▶ **Required work**:
Omitting the images, transcribe the records below exactly as they stand.
** Provided information follows **
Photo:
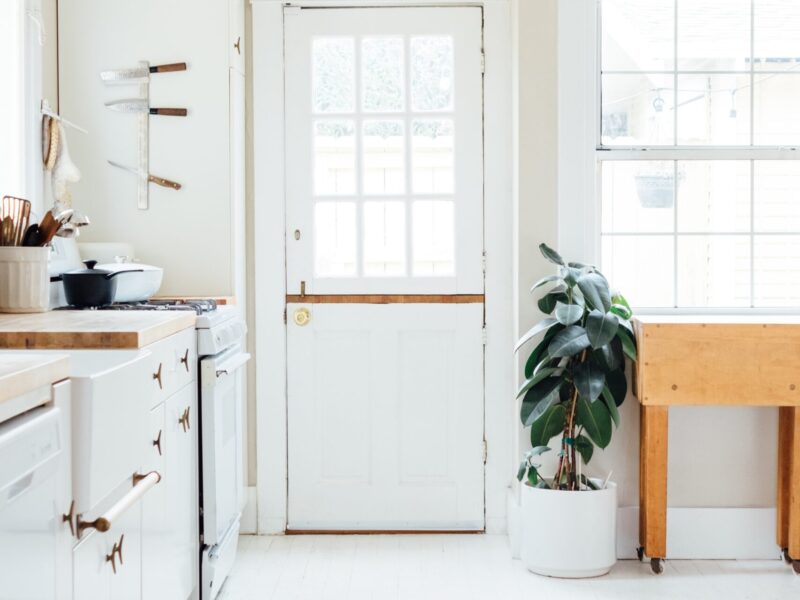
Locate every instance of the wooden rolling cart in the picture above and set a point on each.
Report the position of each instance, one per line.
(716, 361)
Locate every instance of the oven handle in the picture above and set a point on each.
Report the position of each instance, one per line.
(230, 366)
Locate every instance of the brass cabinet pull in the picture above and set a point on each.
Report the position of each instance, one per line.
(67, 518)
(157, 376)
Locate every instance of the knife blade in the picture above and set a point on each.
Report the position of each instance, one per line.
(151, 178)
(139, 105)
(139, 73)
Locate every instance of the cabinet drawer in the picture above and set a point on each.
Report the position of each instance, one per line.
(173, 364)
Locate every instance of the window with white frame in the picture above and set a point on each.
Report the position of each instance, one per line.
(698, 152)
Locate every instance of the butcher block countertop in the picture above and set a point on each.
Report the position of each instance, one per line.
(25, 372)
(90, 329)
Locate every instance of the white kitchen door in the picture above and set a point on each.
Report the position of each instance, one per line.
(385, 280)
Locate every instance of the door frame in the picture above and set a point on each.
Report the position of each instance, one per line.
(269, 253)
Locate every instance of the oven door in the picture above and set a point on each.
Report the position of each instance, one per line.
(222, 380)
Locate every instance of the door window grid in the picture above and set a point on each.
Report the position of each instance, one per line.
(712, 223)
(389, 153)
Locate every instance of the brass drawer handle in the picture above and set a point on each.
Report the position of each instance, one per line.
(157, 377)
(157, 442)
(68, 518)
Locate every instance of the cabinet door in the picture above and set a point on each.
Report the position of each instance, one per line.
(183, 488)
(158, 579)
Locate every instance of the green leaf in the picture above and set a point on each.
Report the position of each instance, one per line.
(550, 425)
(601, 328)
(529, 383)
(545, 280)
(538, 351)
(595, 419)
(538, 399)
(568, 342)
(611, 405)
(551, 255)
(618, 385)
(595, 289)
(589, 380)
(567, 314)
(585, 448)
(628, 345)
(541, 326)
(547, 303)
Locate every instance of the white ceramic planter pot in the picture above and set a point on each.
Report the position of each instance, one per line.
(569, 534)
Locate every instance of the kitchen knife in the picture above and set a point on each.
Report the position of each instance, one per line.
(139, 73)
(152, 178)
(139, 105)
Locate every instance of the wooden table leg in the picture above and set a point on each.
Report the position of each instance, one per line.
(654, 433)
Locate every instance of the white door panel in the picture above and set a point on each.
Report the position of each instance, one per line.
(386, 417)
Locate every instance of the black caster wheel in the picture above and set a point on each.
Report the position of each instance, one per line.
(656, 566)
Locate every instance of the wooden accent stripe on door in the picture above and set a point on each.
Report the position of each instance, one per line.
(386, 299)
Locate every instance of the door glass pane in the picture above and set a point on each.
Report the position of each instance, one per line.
** End of Provided information **
▶ **Solution to this task**:
Photo:
Locate every instance of the wooden rolling cart in the picture above and set a point on each.
Report the position of each instance, one per line.
(716, 361)
Locate every instance of the oven handle in the picture above and set a point on each.
Report the position of each instance, one per line.
(230, 366)
Locate every instance of the brass cabinet pull in the picture above and set a point on each.
Report the position of each instance, one per line.
(67, 518)
(157, 376)
Locate every instance of the knife blade in the picture above and set a point on each.
Report the position of each instance, one per line.
(151, 178)
(139, 105)
(139, 73)
Locate every instance of the cabinet drawer in the picture above and set a point on each.
Report the position of each instance, one per line.
(173, 364)
Locate every instance of the window with white frame in the picture above and set a point on each.
Report the position of each instance, one per line.
(698, 152)
Locate every instance of the butcher block countertop in the picture above and set a point on each.
Report the position of each instance, one per line.
(25, 372)
(90, 329)
Locate every instance of the white kitchen door in the picture above and set a point on each.
Report the position of each instance, one per line.
(385, 280)
Locate every instance of the door frame in the picture above and set a point on each.
Report the position of each instance, one per line.
(269, 253)
Locate every instance of the oven door in the picture above and set a point on each.
Report the position of each instance, one per line.
(222, 380)
Locate every instance of the door window grid in the picture above and set a point on each.
Report the position of each instance, one per line.
(712, 223)
(389, 153)
Locate every instance of the brass drawer handle in the picture above and set a point on each.
Report the position of each instance, one per line.
(157, 377)
(157, 442)
(68, 518)
Locate every instance of the cabinet door in the picture above and set a point on each.
Report the position of each instance, one per line.
(183, 488)
(158, 579)
Locate every instance of the green leaf in the picture above and set a point on each.
Report the position of each instance, one per line.
(550, 425)
(601, 328)
(529, 383)
(545, 280)
(538, 351)
(595, 419)
(538, 399)
(568, 342)
(611, 405)
(551, 255)
(618, 385)
(595, 289)
(589, 380)
(567, 314)
(585, 448)
(628, 345)
(541, 326)
(547, 303)
Locate every instance of the white ceramic planter pot in the picture above and set a point on each.
Report the position of each instance, one per line.
(569, 534)
Locate every instance of the kitchen knife in the picture above and set a point on each.
Report the position of each instance, one per line.
(139, 73)
(152, 178)
(139, 105)
Locate every instance of the wooden table leg in the picture above and set a point on each.
Report the position of each instance, one per line.
(654, 433)
Locate every instance of the white door panel in the picture above and set a point on each.
Report the position of each instance, one per line.
(386, 417)
Locate every instance of the black caster wheel in the picture above and set a point on each.
Report the position of each instance, one per line.
(656, 566)
Locate every instance of the wooden accent stripe on door in the picture above and set a point on each.
Report the position of each instance, one per line.
(386, 299)
Locate every instance of the door glass pane in the picture above and set a point on each.
Report the position of each instance, one per line.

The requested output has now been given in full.